Write out the entries word for word, from the very beginning through the line containing "65 132 L 69", and stop there.

§ **Input for this task**:
* START *

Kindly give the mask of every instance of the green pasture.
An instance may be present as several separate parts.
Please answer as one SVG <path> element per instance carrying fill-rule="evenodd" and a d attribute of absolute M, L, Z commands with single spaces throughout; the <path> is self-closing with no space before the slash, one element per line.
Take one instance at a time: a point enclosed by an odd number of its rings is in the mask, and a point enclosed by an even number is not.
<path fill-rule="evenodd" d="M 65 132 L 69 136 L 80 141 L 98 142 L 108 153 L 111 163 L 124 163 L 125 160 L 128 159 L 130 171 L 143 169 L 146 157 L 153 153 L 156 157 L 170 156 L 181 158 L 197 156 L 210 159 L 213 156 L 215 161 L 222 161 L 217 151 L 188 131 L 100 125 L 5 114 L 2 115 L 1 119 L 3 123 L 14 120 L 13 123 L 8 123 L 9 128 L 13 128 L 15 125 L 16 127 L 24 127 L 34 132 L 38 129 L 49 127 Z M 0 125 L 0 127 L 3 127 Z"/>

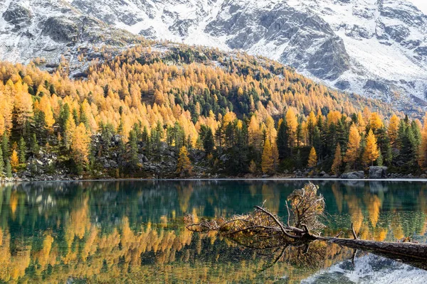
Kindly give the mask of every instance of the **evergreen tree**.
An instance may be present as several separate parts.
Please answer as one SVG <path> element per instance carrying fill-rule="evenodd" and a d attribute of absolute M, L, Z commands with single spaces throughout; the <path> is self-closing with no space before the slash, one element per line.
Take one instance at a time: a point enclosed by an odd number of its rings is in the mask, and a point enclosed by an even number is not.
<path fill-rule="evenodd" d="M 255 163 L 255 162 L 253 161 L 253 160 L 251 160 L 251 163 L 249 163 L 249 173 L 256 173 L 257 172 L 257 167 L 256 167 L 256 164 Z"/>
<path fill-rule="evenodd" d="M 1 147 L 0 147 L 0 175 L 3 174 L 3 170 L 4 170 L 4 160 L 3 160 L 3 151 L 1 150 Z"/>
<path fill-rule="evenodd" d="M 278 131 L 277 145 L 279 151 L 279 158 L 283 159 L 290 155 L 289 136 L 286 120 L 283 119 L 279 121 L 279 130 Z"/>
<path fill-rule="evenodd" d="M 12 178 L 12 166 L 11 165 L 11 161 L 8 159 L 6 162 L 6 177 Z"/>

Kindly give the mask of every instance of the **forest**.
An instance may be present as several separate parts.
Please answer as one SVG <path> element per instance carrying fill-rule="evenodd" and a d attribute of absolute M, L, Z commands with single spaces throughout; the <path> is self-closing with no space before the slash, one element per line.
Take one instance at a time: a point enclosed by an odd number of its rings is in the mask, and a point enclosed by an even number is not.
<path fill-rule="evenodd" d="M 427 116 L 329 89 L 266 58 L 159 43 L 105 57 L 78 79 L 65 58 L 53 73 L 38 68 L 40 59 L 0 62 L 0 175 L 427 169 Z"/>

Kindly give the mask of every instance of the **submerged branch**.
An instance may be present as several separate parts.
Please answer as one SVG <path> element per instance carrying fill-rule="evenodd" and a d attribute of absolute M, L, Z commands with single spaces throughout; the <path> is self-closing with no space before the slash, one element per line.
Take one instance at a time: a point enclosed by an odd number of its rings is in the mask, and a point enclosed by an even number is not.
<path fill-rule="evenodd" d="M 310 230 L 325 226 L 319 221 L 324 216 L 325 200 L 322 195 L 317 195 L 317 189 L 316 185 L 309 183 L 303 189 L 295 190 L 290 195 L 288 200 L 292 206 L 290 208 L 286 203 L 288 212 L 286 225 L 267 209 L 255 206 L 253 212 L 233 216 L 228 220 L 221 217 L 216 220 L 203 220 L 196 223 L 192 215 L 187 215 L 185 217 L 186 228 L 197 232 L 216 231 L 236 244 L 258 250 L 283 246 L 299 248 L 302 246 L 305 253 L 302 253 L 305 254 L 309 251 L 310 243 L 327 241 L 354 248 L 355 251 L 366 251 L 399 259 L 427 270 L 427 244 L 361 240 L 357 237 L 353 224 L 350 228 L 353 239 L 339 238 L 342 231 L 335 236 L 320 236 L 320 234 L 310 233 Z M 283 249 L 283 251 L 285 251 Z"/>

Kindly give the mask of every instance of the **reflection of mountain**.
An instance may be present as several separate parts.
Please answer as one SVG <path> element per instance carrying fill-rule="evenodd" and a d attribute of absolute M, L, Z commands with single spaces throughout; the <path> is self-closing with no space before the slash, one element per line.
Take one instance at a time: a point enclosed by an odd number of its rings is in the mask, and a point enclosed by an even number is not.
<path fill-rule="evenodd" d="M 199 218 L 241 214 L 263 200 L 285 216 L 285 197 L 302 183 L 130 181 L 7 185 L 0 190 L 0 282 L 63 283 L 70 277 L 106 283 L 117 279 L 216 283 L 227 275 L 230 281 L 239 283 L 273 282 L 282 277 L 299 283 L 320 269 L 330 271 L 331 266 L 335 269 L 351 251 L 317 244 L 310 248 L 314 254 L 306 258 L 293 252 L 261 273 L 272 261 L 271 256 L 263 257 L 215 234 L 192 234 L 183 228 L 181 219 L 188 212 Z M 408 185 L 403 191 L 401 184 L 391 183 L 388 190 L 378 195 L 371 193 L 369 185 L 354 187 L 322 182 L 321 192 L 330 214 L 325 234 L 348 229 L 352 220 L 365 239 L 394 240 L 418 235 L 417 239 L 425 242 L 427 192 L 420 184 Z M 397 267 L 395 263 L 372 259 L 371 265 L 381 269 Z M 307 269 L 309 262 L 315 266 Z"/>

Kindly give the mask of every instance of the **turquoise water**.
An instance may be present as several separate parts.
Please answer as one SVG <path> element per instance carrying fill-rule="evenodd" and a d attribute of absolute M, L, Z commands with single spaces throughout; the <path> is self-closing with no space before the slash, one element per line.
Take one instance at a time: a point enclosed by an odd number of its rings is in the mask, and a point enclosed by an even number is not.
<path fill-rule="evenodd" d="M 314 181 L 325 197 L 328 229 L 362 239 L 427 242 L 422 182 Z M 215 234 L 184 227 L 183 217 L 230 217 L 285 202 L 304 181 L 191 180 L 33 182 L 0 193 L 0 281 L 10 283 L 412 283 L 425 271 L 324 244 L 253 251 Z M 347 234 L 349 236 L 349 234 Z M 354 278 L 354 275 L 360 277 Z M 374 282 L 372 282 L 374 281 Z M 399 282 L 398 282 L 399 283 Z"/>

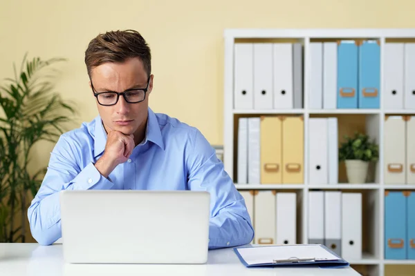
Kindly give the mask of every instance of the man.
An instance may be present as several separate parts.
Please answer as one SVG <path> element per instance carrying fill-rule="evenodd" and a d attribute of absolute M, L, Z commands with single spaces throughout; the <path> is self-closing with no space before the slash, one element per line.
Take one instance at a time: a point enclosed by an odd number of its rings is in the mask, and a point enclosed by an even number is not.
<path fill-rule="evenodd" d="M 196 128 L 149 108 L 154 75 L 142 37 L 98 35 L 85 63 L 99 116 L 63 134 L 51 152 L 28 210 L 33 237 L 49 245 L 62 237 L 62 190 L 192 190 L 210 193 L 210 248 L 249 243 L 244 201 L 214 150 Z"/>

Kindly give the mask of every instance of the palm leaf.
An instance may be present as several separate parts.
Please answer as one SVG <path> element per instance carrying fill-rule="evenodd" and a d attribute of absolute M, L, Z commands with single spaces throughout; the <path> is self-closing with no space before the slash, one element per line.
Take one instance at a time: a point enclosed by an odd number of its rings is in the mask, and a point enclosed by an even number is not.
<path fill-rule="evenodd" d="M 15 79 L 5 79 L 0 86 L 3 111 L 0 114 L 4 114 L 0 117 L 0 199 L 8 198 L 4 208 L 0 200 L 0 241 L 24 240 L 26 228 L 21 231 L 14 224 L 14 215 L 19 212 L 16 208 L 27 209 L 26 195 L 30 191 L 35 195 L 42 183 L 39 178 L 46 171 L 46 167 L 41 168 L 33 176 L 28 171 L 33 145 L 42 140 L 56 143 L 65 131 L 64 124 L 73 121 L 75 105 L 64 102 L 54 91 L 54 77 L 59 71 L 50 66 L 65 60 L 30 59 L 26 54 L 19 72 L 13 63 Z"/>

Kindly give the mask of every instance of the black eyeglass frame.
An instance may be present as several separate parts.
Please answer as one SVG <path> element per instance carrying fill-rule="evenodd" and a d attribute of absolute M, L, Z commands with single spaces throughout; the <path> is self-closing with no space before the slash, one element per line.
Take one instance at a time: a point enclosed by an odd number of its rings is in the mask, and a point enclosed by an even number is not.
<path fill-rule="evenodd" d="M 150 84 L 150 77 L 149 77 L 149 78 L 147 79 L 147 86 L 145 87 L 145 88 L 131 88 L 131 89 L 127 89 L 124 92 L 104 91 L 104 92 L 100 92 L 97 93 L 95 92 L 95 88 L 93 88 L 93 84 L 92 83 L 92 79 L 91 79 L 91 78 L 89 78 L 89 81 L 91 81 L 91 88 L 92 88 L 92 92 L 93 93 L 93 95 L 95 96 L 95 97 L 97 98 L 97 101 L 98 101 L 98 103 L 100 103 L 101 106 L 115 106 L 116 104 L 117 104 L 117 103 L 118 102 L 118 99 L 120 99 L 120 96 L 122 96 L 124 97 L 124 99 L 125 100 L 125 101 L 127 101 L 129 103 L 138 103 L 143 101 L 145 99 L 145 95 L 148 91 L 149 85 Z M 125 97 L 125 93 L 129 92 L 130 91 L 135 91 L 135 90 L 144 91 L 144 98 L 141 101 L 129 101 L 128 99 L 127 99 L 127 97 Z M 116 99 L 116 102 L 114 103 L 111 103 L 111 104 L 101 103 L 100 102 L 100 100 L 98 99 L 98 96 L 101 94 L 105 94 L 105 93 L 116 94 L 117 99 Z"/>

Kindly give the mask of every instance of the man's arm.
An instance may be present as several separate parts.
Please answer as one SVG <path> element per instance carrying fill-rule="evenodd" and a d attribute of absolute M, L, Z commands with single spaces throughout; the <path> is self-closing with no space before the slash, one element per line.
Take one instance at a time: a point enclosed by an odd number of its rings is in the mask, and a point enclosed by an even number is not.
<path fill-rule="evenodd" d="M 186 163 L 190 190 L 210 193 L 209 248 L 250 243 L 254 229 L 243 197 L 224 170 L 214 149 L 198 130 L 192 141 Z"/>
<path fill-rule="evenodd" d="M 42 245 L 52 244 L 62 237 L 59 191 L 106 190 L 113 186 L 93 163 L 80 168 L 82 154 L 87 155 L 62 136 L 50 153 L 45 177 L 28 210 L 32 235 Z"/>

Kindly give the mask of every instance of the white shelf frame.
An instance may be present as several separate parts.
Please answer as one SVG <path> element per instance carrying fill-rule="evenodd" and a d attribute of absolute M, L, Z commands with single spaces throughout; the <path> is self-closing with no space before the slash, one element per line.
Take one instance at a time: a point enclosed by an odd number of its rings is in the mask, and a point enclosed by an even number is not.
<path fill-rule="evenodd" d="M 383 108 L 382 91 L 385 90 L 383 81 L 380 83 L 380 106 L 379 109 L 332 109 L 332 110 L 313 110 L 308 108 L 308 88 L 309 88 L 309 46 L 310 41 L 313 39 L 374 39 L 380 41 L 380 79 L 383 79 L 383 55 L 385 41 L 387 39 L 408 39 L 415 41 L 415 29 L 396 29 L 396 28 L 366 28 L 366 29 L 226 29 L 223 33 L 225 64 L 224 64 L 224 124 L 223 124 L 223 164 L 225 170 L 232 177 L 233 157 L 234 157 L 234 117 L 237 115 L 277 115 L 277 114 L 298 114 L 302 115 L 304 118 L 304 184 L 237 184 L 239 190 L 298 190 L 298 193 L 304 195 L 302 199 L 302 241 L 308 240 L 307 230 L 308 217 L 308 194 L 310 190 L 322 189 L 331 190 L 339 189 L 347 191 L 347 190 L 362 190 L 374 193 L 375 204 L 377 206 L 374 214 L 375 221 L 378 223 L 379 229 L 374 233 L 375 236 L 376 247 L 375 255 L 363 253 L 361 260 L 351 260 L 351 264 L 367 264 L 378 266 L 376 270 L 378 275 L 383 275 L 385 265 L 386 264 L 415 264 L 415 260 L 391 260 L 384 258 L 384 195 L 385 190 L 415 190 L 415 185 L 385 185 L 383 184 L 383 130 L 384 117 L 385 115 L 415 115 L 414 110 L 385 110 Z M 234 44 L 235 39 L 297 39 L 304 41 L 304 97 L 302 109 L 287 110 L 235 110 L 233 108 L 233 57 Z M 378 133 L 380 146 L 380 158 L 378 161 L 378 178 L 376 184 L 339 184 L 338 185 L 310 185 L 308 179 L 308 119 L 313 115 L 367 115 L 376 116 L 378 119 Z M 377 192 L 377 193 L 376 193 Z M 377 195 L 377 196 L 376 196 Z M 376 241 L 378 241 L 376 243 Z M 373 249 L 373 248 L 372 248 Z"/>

* END *

§ **Exercise response**:
Kindly give the mask of every instance of the green pasture.
An instance may be present as several separate parts.
Please answer as one SVG <path> element per instance carrying fill-rule="evenodd" and a d attribute of absolute M, L, Z commands with single spaces throughout; the <path> is self-closing with no space before the slash, one element per line.
Take one instance at a time: a point enclosed by an odd number of its rings is in the mask, and a point enclosed by an even number is not.
<path fill-rule="evenodd" d="M 65 132 L 69 136 L 80 141 L 98 142 L 108 153 L 111 163 L 124 163 L 125 160 L 128 159 L 130 171 L 143 169 L 146 157 L 153 153 L 156 157 L 170 156 L 181 158 L 197 156 L 210 159 L 213 156 L 215 161 L 222 161 L 217 151 L 188 131 L 100 125 L 5 114 L 2 115 L 1 119 L 3 123 L 14 120 L 13 123 L 8 123 L 9 128 L 13 128 L 15 125 L 16 127 L 24 127 L 34 132 L 38 129 L 49 127 Z M 0 125 L 0 127 L 3 127 Z"/>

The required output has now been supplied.